▶ **Excerpt to read**:
##########

Appeal by plaintiffs from so much of a judgment of the United States District Court for the Southern District of New York, Richard Owen, Judge, entered after a bench trial, as denied plaintiffs' request for declaratory and injunctive relief and damages in an action brought under 42 U.S.C. § 1983. Affirmed in part, vacated and rejanded in part. Judge Murphy dissents, in part, in a separate opinion.
Before Timbers and Kearse, Circuit Judges, and Murphy, District judge.*fn*
Plaintiffs-appellants, the New York City Unemployed and Welfare Council (the "Council") and three of its members, appeal from so much of a judgment of the United States District Court for the Southern District of New York, Richard Owen, Judge, entered after a bench trial, as denied relief on plaintiffs' claims, brought under 42 U.S.C. § 1983 (Supp. III 1979), that regulations issued by defendants-appellees, officials of the New York City Human Resources Administration ("HRA"), an agency that administers the City's welfare program, violated plaintiffs' rights under the First and Fourteenth Amendments to the Constitution. Plaintiffs challenged HRA regulations that restricted the rights of organizations to converse with, distribute leaflets to, and collect contributions from welfare recipients and applicants on the premise of the City's Income Maintenance Centers ("IMCs"). In an oral opinion, the district court ordered a modification of an HRA regulation confining all organization representatives within the IMCs to a table, and in all other respects denied plaintiffs' requests for relief. For the reasons below, we affirm in large part, but we vacate and remand for further consideration so much of the judgment as upheld the HRA's complete ban on solicitation of contributions inside the IMCs.
The Council is an association composed of welfare recipients.*fn1 It has between 8,000 and 10,900 members, most of whom pay membership dues of $1 per year, although some pay no dues. The Council has five offices, one in each of New York City's five boroughs, which are operated and staffed principally by its members on a volunteer basis. The Council's income from dues and donations is used to pay the operating expenses of Council offices.
The purposes of the Council are, generally, to organize welfare recipients, to educate them as to their legal rights, to improve conditions at the IMCs, and to eliminate poverty. In addition to pursuing these broad goals, the Council also endeavors to assist individual members in obtaining welfare benefits. In pursuing these objectives and in seeking to increase its membership, the Council has used methods such as distributing leaflets, conversing with members and prospective members, holding demonstrations, acting as advocate for individual members, and soliciting contributions or membership fees.

##########

▶ **Entries supplied**:

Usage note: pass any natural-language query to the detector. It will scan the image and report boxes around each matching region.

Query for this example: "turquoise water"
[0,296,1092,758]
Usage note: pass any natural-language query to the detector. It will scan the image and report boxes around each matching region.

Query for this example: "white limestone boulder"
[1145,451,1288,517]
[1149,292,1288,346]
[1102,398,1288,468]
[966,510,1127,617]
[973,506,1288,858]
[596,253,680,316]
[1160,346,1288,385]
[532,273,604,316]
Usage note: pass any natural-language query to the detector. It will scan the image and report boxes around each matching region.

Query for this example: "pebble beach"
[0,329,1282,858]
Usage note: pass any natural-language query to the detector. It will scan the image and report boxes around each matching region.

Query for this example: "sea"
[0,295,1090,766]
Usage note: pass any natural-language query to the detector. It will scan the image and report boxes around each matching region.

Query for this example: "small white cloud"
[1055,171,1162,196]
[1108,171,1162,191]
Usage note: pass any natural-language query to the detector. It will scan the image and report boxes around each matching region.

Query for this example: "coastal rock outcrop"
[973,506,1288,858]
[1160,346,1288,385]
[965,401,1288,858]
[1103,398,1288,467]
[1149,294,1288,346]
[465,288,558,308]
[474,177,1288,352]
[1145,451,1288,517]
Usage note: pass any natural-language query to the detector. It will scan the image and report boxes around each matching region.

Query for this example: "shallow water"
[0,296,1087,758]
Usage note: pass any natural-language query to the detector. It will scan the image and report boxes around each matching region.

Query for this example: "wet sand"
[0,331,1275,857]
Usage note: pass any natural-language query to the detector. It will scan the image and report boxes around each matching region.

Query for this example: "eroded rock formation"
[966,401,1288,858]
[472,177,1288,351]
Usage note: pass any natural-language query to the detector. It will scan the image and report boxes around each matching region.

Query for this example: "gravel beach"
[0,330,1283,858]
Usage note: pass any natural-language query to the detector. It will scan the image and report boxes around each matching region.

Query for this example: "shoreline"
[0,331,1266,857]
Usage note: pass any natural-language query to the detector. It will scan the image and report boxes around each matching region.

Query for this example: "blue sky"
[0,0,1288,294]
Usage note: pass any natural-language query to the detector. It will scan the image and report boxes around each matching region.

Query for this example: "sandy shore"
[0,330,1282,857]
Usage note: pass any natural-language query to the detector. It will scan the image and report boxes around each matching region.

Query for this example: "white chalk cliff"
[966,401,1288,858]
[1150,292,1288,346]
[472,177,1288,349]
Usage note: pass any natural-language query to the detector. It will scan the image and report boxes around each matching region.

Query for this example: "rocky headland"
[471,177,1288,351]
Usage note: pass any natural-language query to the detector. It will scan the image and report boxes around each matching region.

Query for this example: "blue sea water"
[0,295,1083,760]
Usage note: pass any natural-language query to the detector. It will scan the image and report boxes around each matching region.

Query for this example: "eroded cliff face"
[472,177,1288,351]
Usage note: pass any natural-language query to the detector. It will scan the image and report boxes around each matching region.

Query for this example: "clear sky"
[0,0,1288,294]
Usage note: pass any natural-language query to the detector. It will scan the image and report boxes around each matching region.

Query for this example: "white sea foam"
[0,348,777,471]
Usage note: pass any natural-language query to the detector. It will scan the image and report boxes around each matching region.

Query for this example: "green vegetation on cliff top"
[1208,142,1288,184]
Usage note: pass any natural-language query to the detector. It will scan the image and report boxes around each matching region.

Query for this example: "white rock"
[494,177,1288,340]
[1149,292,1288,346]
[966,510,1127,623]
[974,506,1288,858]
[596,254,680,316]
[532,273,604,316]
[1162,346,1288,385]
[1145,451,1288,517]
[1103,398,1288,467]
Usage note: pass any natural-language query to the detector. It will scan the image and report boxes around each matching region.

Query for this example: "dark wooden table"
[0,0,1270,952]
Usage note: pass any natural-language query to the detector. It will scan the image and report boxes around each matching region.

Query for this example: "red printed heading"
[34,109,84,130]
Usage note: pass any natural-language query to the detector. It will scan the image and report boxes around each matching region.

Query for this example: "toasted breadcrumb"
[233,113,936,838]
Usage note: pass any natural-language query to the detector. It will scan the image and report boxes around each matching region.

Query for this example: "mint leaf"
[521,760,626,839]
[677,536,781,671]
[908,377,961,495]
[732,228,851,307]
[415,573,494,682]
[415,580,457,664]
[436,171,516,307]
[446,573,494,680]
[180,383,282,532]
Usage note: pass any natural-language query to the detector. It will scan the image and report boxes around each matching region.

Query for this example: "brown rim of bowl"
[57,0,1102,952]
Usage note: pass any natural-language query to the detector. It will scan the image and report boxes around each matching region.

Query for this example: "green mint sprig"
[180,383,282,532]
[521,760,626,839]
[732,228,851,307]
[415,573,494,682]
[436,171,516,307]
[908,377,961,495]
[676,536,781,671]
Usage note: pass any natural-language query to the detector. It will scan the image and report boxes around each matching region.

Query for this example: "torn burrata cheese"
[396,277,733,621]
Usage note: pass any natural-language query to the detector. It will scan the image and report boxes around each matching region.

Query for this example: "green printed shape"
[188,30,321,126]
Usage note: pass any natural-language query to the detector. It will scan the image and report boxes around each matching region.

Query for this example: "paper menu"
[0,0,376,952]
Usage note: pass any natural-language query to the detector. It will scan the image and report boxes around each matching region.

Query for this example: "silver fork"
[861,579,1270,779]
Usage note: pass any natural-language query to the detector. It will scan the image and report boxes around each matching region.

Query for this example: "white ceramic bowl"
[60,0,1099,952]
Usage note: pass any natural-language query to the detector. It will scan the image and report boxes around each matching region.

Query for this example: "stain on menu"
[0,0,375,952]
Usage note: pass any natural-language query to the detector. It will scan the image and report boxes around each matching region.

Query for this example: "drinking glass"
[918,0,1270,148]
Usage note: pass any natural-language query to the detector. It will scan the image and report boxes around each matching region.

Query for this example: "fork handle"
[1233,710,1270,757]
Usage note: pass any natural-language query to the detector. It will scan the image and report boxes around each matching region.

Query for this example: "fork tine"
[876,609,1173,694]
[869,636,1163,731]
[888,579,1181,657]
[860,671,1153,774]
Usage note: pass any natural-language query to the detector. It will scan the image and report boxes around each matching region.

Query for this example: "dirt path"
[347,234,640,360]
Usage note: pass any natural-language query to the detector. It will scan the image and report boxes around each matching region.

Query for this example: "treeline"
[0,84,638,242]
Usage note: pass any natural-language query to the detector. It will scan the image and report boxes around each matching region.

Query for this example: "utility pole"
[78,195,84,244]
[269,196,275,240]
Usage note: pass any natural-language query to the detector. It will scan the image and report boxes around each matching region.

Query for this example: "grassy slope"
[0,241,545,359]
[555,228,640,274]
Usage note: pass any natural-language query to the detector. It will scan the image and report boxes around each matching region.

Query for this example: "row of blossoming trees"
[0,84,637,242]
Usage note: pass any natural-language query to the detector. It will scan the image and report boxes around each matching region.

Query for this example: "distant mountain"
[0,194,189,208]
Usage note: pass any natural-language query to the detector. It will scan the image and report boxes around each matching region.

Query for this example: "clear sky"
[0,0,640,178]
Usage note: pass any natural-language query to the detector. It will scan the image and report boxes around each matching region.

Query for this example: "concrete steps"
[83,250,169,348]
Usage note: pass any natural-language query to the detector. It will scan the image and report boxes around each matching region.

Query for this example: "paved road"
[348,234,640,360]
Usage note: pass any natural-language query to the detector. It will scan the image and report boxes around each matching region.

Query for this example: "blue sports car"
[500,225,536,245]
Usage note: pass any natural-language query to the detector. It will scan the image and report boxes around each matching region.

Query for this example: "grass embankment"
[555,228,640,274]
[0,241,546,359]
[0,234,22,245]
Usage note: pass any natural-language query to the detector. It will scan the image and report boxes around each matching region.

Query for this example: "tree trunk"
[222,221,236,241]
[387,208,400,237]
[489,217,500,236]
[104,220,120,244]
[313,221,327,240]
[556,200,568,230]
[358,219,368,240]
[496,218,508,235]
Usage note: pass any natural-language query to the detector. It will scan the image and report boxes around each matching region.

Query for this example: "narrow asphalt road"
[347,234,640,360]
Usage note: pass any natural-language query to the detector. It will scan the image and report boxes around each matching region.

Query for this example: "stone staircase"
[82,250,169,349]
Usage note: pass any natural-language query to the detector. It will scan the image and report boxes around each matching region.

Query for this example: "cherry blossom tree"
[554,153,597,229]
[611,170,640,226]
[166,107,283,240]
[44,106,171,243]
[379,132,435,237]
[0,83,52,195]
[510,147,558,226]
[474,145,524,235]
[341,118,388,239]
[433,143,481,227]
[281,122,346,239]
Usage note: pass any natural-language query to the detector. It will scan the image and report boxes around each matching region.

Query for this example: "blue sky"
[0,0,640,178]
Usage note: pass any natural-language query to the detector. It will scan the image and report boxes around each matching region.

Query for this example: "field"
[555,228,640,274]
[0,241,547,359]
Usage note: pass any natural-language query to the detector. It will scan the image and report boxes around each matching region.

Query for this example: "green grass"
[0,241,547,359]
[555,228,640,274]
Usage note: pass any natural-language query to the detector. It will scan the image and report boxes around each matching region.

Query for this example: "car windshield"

##########

▶ **Exercise tasks**:
(a) In the court opinion excerpt, reproduce the passage between "Appeal by plaintiffs" and "a separate opinion.", inclusive, and switch "Southern District" to "Eastern District".
(b) According to the court opinion excerpt, how many offices does the Council have?

▶ **Answers by task**:
(a)
Appeal by plaintiffs from so much of a judgment of the United States District Court for the Eastern District of New York, Richard Owen, Judge, entered after a bench trial, as denied plaintiffs' request for declaratory and injunctive relief and damages in an action brought under 42 U.S.C. § 1983. Affirmed in part, vacated and rejanded in part. Judge Murphy dissents, in part, in a separate opinion.

(b) Five, one in each of New York City's five boroughs.